**THE PROBLEM:** Restate the data exactly, with nothing altered.

**RECORDS SUPPLIED:**
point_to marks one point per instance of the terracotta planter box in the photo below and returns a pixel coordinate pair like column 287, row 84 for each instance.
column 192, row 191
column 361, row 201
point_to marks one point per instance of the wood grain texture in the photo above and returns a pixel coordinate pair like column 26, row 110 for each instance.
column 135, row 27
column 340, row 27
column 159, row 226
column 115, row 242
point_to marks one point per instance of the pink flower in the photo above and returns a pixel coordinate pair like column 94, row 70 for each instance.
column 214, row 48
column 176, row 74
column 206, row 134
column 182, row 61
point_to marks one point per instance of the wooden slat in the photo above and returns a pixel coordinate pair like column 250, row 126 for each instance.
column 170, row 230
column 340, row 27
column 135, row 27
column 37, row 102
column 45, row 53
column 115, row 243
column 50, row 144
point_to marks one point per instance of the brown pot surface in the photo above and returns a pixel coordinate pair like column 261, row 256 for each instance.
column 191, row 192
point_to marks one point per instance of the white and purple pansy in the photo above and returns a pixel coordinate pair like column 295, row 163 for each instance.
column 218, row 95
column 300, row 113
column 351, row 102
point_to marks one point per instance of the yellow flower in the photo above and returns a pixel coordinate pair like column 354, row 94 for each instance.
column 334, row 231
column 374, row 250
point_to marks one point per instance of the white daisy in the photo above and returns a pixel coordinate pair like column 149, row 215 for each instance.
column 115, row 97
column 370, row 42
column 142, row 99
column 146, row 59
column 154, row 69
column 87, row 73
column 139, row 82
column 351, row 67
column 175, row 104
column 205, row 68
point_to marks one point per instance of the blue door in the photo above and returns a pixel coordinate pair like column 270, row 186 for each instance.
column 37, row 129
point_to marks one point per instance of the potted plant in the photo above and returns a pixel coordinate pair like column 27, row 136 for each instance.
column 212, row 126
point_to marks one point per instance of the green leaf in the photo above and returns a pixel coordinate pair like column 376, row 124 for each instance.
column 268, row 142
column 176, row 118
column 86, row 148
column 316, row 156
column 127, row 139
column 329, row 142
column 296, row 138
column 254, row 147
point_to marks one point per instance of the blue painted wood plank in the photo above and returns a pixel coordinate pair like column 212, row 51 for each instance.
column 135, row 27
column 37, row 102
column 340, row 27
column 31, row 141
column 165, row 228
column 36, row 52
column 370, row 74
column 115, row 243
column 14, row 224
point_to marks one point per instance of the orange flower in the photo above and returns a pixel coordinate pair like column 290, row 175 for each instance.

**YOUR RESPONSE:**
point_to marks one point per instance of the terracotta planter box in the photo below and returns a pixel coordinate pair like column 287, row 84 for each instance.
column 192, row 191
column 361, row 201
point_to marks one point per instance of the wood grain texture in the photo above and returns a pixel coordinate pair like column 26, row 110 for each instance.
column 135, row 27
column 340, row 27
column 159, row 226
column 115, row 242
point_to marks one point per instance of the pink flower in the photo above and returns a pixel coordinate pair like column 94, row 70 for each instance.
column 214, row 48
column 176, row 74
column 206, row 134
column 182, row 61
point_to marks one point per instance of the wooden slat in the photo above and returns a pixel coordinate pair like column 250, row 126 for each instance.
column 170, row 230
column 340, row 27
column 135, row 27
column 37, row 102
column 45, row 53
column 115, row 243
column 50, row 144
point_to marks one point per instance of the brown pot surface in the photo above and returns a pixel coordinate pair like column 261, row 256 for each instance.
column 191, row 192
point_to marks one point per instance of the white and purple pansy in the photo above and returns a pixel coordinate pair like column 295, row 163 for each instance.
column 218, row 95
column 300, row 113
column 351, row 102
point_to marks one point per instance of the yellow flower in the photo above and returns a pixel coordinate pair like column 354, row 94 for each instance.
column 334, row 231
column 374, row 250
point_to marks one point per instance of the white daisy in the photo above and returns a pixel coordinate pair like column 149, row 215 for each instance.
column 115, row 97
column 370, row 42
column 142, row 99
column 146, row 59
column 154, row 69
column 87, row 73
column 139, row 82
column 351, row 67
column 175, row 104
column 205, row 68
point_to marks one point per instance of the blue door in the photo above and returns a pixel coordinate pair like column 270, row 186 for each instance.
column 37, row 129
point_to marks one point per instance of the potted plant in the photo above and returns a pixel coordinate pair like column 27, row 136 for each instance.
column 212, row 126
point_to marks one point per instance of the green leaf in the photo above and returns a pixel coordinate pair like column 376, row 124 for each instance.
column 268, row 142
column 176, row 118
column 86, row 148
column 316, row 156
column 127, row 139
column 329, row 142
column 296, row 138
column 254, row 147
point_to marks one point per instance of the blue painted wood plank in the photo above and returns a pixel coordinate pair like column 212, row 51 for each instance.
column 135, row 27
column 37, row 102
column 340, row 27
column 31, row 141
column 165, row 228
column 36, row 52
column 370, row 74
column 115, row 243
column 14, row 224
point_to marks one point per instance of the orange flower in the photo above and returns a pixel coordinate pair like column 290, row 175 for each instance.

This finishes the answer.